• [Consigne] Remplacez "light pole" par "lamp post" dans la portion des données qui va du début jusqu'à la ligne contenant "[413,367,423,410]", cette ligne comprise, puis redonnez cette portion sans aucune autre modification. Omettez les images dans votre réponse.

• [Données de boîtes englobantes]

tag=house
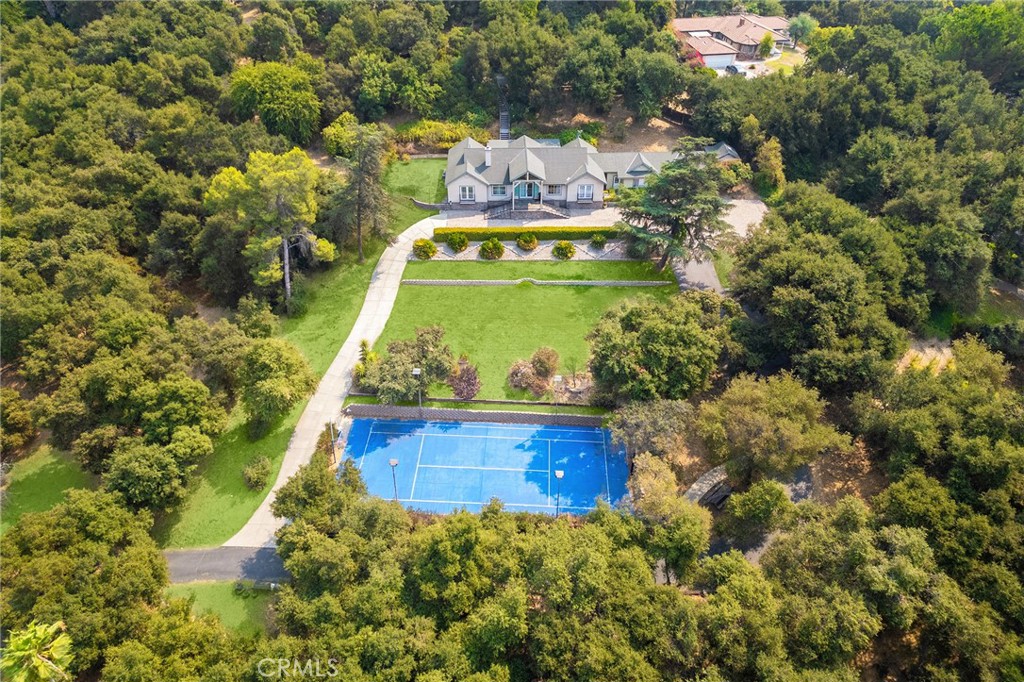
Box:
[444,135,739,210]
[672,13,793,61]
[444,135,677,210]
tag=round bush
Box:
[413,239,437,260]
[529,346,558,379]
[508,360,537,389]
[480,237,505,260]
[444,232,469,253]
[515,232,539,251]
[551,240,575,260]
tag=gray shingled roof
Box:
[444,135,676,184]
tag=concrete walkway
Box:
[164,547,292,583]
[401,278,672,287]
[224,215,445,547]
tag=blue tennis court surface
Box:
[345,419,629,514]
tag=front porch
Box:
[445,205,622,227]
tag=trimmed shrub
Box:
[508,360,548,396]
[508,360,537,390]
[434,225,618,242]
[529,346,558,379]
[444,232,469,253]
[551,240,575,260]
[242,457,270,491]
[480,237,505,260]
[447,355,480,400]
[515,232,540,251]
[413,239,437,260]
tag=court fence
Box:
[343,404,603,427]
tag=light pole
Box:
[388,459,398,502]
[555,469,565,518]
[413,367,423,410]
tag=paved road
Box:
[224,216,444,547]
[164,547,291,583]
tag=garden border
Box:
[401,278,676,287]
[433,225,621,242]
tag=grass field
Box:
[922,289,1024,339]
[0,443,96,534]
[166,583,272,635]
[154,159,444,548]
[765,47,807,76]
[377,278,678,399]
[711,251,736,289]
[403,260,676,282]
[384,159,446,233]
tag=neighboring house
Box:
[444,135,739,210]
[705,142,742,164]
[679,31,739,69]
[672,14,793,60]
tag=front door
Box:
[515,182,538,199]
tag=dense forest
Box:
[0,0,1024,682]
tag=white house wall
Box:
[565,175,604,206]
[703,54,736,69]
[447,175,489,207]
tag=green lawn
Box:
[154,159,444,548]
[166,583,272,635]
[384,159,447,202]
[765,47,807,76]
[384,159,446,233]
[922,289,1024,339]
[711,251,736,289]
[0,443,95,534]
[377,284,678,399]
[404,260,676,282]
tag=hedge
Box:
[434,225,618,242]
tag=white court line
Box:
[368,431,602,445]
[398,498,597,511]
[409,436,426,497]
[356,423,374,471]
[418,464,548,473]
[601,430,611,493]
[548,440,551,507]
[411,422,602,433]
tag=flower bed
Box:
[434,225,618,242]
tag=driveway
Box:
[722,199,768,239]
[224,216,444,547]
[164,547,291,583]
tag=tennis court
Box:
[345,419,629,514]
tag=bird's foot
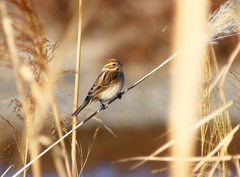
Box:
[117,92,123,99]
[100,101,107,109]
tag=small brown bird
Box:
[72,59,125,116]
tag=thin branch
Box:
[13,52,180,177]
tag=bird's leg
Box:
[100,100,107,109]
[117,92,123,99]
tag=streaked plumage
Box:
[72,59,125,116]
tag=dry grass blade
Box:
[131,98,236,170]
[193,125,239,172]
[80,125,100,175]
[13,52,179,177]
[71,0,82,176]
[208,0,240,42]
[113,155,240,163]
[209,38,240,92]
[1,165,13,177]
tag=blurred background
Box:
[0,0,240,177]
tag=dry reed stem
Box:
[13,52,179,177]
[46,83,71,177]
[113,152,240,163]
[0,2,40,177]
[80,125,100,175]
[209,38,240,92]
[168,0,209,177]
[1,165,14,177]
[131,97,236,169]
[71,0,82,176]
[193,125,239,173]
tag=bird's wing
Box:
[88,71,118,97]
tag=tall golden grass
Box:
[0,0,240,177]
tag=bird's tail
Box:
[72,99,90,116]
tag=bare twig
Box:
[71,0,82,176]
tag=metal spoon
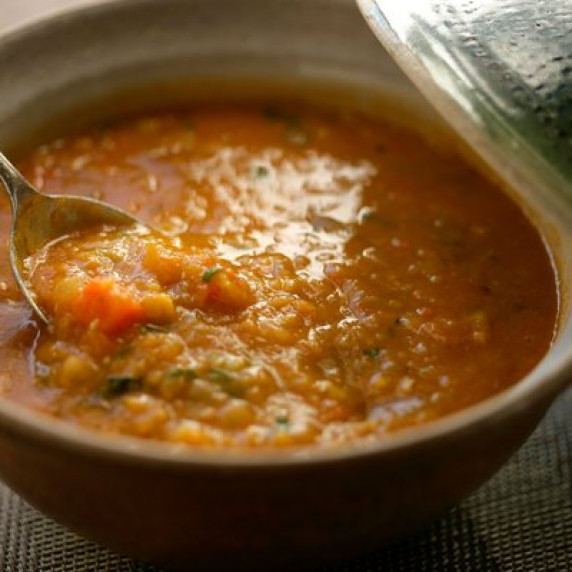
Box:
[0,153,140,325]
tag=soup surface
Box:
[0,102,557,447]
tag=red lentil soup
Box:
[0,102,558,448]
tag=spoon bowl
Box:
[0,153,140,325]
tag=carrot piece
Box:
[203,269,253,311]
[75,278,144,336]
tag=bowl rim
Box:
[0,0,572,471]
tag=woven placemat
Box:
[0,390,572,572]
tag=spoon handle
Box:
[0,153,39,213]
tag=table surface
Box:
[0,0,572,572]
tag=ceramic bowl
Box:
[0,0,572,570]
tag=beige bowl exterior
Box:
[0,0,572,570]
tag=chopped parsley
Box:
[252,165,270,181]
[363,348,381,359]
[203,266,222,284]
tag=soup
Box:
[0,101,558,448]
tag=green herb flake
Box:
[262,107,300,125]
[168,367,198,381]
[208,368,234,383]
[103,376,142,397]
[203,267,222,284]
[286,128,310,147]
[139,324,168,334]
[363,348,381,359]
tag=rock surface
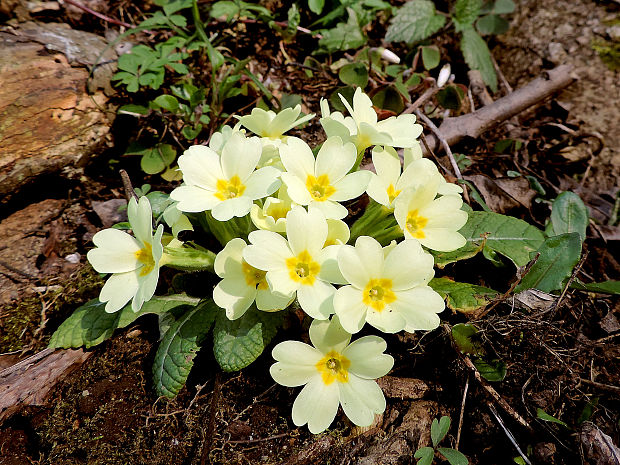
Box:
[0,23,116,202]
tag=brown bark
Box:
[0,23,114,202]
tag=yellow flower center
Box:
[286,250,321,286]
[387,184,401,205]
[405,210,428,239]
[306,174,336,202]
[362,279,396,312]
[266,203,291,221]
[136,244,155,276]
[215,175,245,200]
[241,260,269,291]
[316,350,351,385]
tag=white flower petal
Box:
[366,305,407,333]
[315,137,357,181]
[99,271,139,313]
[243,166,282,200]
[297,279,336,320]
[280,137,314,179]
[271,341,323,366]
[280,173,312,205]
[243,231,293,272]
[383,241,435,291]
[256,289,293,312]
[391,286,445,332]
[334,286,368,334]
[372,147,400,186]
[317,245,349,284]
[342,336,394,379]
[213,277,256,320]
[170,186,221,213]
[338,375,385,426]
[213,237,247,278]
[293,376,339,434]
[330,170,372,202]
[178,145,224,191]
[308,198,349,220]
[265,270,300,299]
[286,206,327,261]
[87,228,141,273]
[211,196,252,221]
[221,132,263,182]
[308,315,351,354]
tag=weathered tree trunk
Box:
[0,23,116,202]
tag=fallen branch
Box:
[424,65,576,152]
[0,349,90,422]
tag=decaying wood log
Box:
[0,23,116,202]
[0,349,90,422]
[422,65,576,152]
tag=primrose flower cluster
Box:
[88,89,467,433]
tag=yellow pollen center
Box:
[136,244,155,276]
[406,210,428,239]
[241,260,269,291]
[215,175,245,200]
[306,174,336,202]
[387,184,401,204]
[315,350,351,385]
[362,279,396,312]
[286,250,321,286]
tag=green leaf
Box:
[338,63,368,89]
[452,0,482,31]
[431,416,450,447]
[319,8,366,53]
[437,447,469,465]
[422,45,441,69]
[536,408,570,428]
[461,27,497,92]
[551,192,589,242]
[493,0,516,15]
[570,280,620,295]
[153,300,222,397]
[473,358,506,381]
[308,0,325,15]
[140,144,177,174]
[385,0,446,44]
[476,14,510,35]
[213,307,282,371]
[433,212,544,267]
[413,447,435,465]
[428,278,498,313]
[153,94,179,112]
[515,232,581,293]
[452,323,485,355]
[49,294,198,349]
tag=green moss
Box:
[0,265,103,353]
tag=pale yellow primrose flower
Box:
[280,137,370,220]
[243,206,345,320]
[250,186,296,233]
[269,316,394,434]
[213,237,292,320]
[394,177,467,252]
[334,236,445,333]
[170,132,281,221]
[321,87,422,153]
[366,147,463,209]
[236,105,314,140]
[87,197,164,313]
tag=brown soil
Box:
[0,0,620,465]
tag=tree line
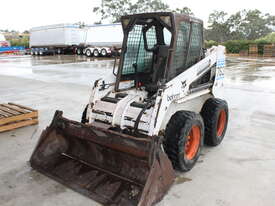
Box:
[93,0,275,43]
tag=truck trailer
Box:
[30,23,87,55]
[76,23,123,57]
[0,33,10,47]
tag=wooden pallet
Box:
[0,103,38,132]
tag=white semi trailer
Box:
[30,23,123,57]
[30,23,87,55]
[77,23,123,57]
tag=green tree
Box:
[239,9,272,40]
[174,6,194,16]
[205,10,230,42]
[93,0,169,23]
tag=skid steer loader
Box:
[30,12,228,206]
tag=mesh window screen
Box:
[172,22,190,76]
[122,25,157,75]
[187,23,202,68]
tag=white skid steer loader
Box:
[30,12,228,206]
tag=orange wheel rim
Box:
[217,110,226,137]
[185,126,201,160]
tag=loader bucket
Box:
[30,111,175,206]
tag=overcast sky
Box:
[0,0,275,31]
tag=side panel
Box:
[30,24,86,47]
[160,93,213,131]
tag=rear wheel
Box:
[100,49,107,57]
[94,49,99,57]
[81,104,89,124]
[57,49,62,54]
[76,48,82,55]
[201,98,228,146]
[86,49,92,57]
[163,111,204,171]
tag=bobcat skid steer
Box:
[30,12,228,206]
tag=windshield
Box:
[122,25,157,75]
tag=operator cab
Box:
[115,12,203,94]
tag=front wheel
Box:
[201,98,228,146]
[163,111,204,172]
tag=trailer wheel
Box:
[163,111,204,172]
[201,98,228,146]
[94,49,99,57]
[100,49,107,57]
[86,49,92,57]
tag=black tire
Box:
[163,111,204,172]
[81,104,89,124]
[100,49,107,57]
[93,49,99,57]
[85,49,92,57]
[57,49,62,54]
[201,98,228,146]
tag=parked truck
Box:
[30,24,123,57]
[30,23,87,55]
[76,23,123,57]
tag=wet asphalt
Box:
[0,55,275,206]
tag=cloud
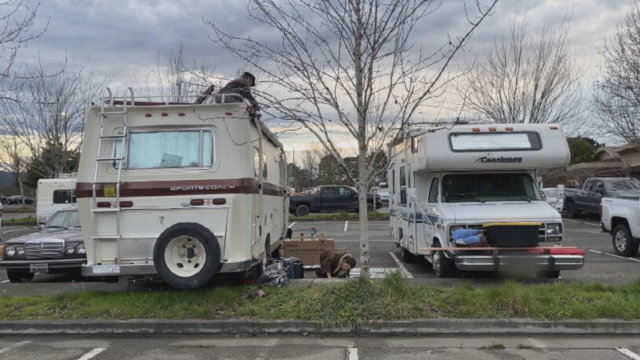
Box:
[10,0,630,151]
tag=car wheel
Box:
[296,205,311,216]
[400,247,416,263]
[567,201,580,219]
[431,243,457,279]
[153,223,221,289]
[7,269,34,283]
[611,224,639,257]
[537,270,560,279]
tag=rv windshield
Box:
[442,174,542,202]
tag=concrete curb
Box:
[0,319,640,335]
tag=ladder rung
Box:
[91,235,122,240]
[91,208,120,213]
[100,134,127,139]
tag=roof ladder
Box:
[91,87,135,264]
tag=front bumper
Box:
[0,258,87,270]
[455,255,584,271]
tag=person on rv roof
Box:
[216,72,260,111]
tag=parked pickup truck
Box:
[289,185,382,216]
[600,191,640,257]
[564,178,640,218]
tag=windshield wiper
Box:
[447,193,486,204]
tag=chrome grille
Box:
[456,224,558,242]
[25,240,64,260]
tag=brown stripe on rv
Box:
[76,178,285,198]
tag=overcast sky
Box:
[12,0,631,153]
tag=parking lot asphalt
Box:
[0,210,640,296]
[0,335,640,360]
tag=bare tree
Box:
[133,44,220,102]
[457,17,583,128]
[206,0,497,279]
[0,0,48,101]
[593,2,640,145]
[0,66,107,177]
[0,136,30,206]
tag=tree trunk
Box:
[18,174,25,207]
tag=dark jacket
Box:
[218,76,256,103]
[320,249,351,277]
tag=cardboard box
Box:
[284,240,333,265]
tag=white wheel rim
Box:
[164,236,207,278]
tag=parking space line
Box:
[347,347,358,360]
[78,348,107,360]
[616,348,640,360]
[389,252,413,279]
[589,249,640,263]
[562,219,600,227]
[527,338,547,349]
[0,341,31,354]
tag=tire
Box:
[400,247,416,263]
[431,243,458,279]
[567,201,580,219]
[537,270,560,279]
[296,205,311,216]
[7,269,35,283]
[153,223,221,290]
[611,224,639,257]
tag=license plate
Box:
[103,185,116,197]
[29,264,49,274]
[93,265,120,274]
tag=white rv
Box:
[76,89,288,289]
[36,174,76,225]
[388,124,584,278]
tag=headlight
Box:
[4,246,16,256]
[547,224,562,235]
[449,225,464,235]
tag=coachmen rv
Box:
[388,124,584,278]
[76,88,288,289]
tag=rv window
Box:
[429,178,440,204]
[53,190,76,204]
[442,174,542,203]
[114,130,214,169]
[450,132,542,151]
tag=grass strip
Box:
[0,272,640,326]
[2,216,38,226]
[289,210,389,221]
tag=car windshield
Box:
[606,179,640,191]
[442,174,542,203]
[44,210,80,229]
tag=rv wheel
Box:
[431,243,457,279]
[153,223,220,289]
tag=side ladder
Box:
[91,87,134,264]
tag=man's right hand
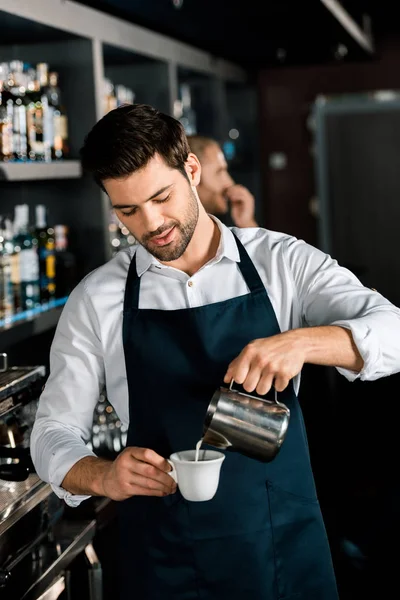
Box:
[101,446,176,500]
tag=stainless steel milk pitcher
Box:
[203,381,290,462]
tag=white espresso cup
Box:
[168,450,225,502]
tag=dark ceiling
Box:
[77,0,398,68]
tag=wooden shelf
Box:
[0,160,82,181]
[0,298,67,348]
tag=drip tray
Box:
[0,473,52,535]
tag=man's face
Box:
[103,155,199,262]
[197,144,234,215]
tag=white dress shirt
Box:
[31,219,400,506]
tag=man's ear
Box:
[185,152,201,187]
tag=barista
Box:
[32,104,400,600]
[188,135,257,227]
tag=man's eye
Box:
[121,207,137,217]
[154,194,170,204]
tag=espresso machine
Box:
[0,355,102,600]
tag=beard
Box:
[140,190,199,262]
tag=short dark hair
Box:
[80,104,190,187]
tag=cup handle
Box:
[167,458,178,483]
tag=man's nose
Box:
[142,210,164,233]
[224,173,235,191]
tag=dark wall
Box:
[259,38,400,244]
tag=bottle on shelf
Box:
[14,204,40,310]
[35,204,56,303]
[176,83,197,135]
[26,64,49,160]
[46,71,69,160]
[108,210,136,256]
[103,78,135,115]
[9,60,28,160]
[0,217,14,321]
[0,60,68,162]
[0,63,14,161]
[54,225,77,298]
[3,218,22,313]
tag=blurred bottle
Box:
[54,225,77,298]
[3,219,22,313]
[14,204,40,310]
[0,217,14,320]
[0,63,14,161]
[103,78,118,115]
[179,83,197,135]
[26,68,46,160]
[35,204,56,302]
[8,60,28,160]
[46,71,69,160]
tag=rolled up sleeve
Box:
[287,238,400,381]
[31,281,104,506]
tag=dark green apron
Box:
[119,232,338,600]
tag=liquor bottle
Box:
[54,225,77,298]
[35,204,56,302]
[0,63,14,161]
[36,63,54,162]
[14,204,40,310]
[9,60,29,160]
[0,217,14,320]
[45,71,69,160]
[3,219,22,313]
[26,68,46,160]
[179,83,197,135]
[103,78,118,115]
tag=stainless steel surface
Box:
[37,576,65,600]
[20,520,97,600]
[0,473,52,535]
[0,366,46,416]
[85,544,103,600]
[203,382,290,462]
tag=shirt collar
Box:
[136,215,240,277]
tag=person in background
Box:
[188,135,258,227]
[31,104,400,600]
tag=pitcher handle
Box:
[229,379,281,406]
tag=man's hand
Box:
[224,325,364,396]
[224,331,305,396]
[102,447,176,500]
[225,184,257,227]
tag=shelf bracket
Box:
[321,0,375,54]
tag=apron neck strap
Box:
[232,231,265,293]
[124,232,265,311]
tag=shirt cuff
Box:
[331,319,383,381]
[49,445,96,508]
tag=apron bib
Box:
[118,236,338,600]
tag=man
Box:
[188,135,257,227]
[31,104,400,600]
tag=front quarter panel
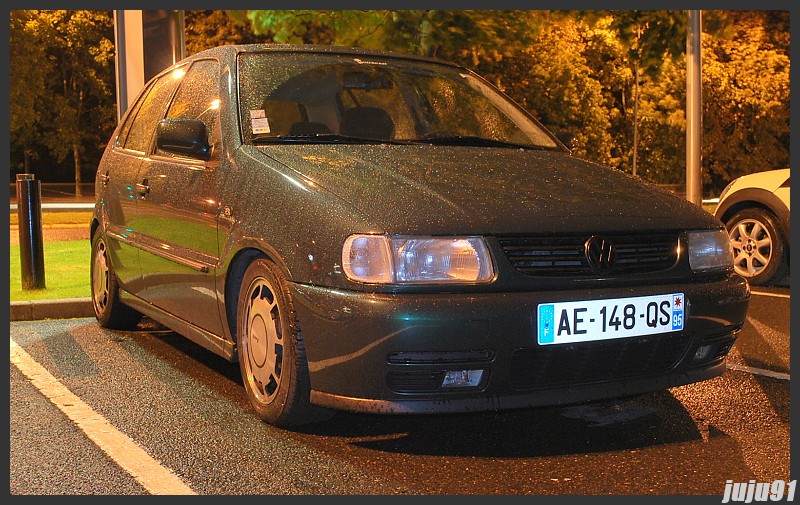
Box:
[220,146,381,288]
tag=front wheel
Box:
[236,258,332,428]
[725,208,785,286]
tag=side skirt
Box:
[120,291,238,363]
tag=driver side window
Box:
[156,60,220,158]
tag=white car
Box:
[714,168,789,286]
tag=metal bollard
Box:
[17,174,45,290]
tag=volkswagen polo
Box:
[91,45,750,427]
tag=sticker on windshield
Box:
[250,109,269,135]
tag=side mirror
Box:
[156,118,211,161]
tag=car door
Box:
[136,60,223,335]
[97,69,184,295]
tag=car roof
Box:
[175,44,464,68]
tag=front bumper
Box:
[292,276,750,413]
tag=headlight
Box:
[342,235,494,284]
[687,230,733,272]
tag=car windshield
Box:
[238,51,559,149]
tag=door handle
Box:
[136,179,150,198]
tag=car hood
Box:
[258,144,720,234]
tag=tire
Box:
[725,208,786,286]
[236,257,332,428]
[90,231,142,330]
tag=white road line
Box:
[11,338,197,495]
[727,363,789,381]
[750,290,791,298]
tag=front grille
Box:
[386,369,445,393]
[387,349,494,365]
[510,333,691,389]
[498,233,679,277]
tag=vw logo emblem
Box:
[583,236,616,274]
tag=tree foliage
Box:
[10,10,790,196]
[10,10,116,187]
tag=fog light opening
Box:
[693,345,712,362]
[442,370,483,388]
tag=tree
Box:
[703,11,790,193]
[9,10,50,173]
[184,10,272,56]
[11,10,116,191]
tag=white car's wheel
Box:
[725,208,785,286]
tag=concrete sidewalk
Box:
[9,298,94,321]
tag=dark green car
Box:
[91,45,750,427]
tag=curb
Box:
[9,298,94,321]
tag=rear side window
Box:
[118,66,186,153]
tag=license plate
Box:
[538,293,684,345]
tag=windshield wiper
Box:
[410,134,550,149]
[253,133,405,144]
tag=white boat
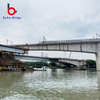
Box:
[33,66,46,71]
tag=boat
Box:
[33,66,46,71]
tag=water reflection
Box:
[0,69,100,100]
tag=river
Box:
[0,69,100,100]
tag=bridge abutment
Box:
[96,53,100,71]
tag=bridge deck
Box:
[0,44,24,54]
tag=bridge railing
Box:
[40,38,100,43]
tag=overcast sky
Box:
[0,0,100,59]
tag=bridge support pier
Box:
[96,53,100,71]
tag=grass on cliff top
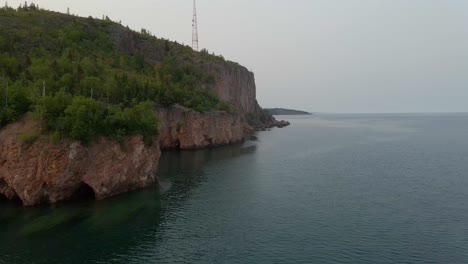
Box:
[0,5,236,143]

• [Réponse]
tag=house
Box:
[444,135,739,210]
[672,13,793,61]
[444,135,677,210]
tag=round bush
Box:
[413,239,437,260]
[529,346,558,379]
[508,360,537,389]
[480,237,505,260]
[444,232,469,253]
[515,232,539,251]
[551,240,575,260]
tag=gray shingled roof
Box:
[444,135,676,184]
tag=concrete walkway
Box:
[164,547,292,583]
[401,278,672,287]
[224,215,445,547]
tag=blue tennis court surface
Box:
[345,419,629,514]
tag=front porch
Box:
[445,205,622,227]
tag=trimmed shrub
Box:
[508,360,548,396]
[508,360,537,390]
[434,225,618,242]
[529,346,558,379]
[444,232,469,253]
[551,240,575,260]
[242,457,270,491]
[480,237,505,260]
[447,355,480,400]
[515,232,540,251]
[413,239,437,260]
tag=court fence
Box:
[343,404,603,427]
tag=lamp post
Box:
[388,459,398,502]
[555,469,565,518]
[413,367,423,410]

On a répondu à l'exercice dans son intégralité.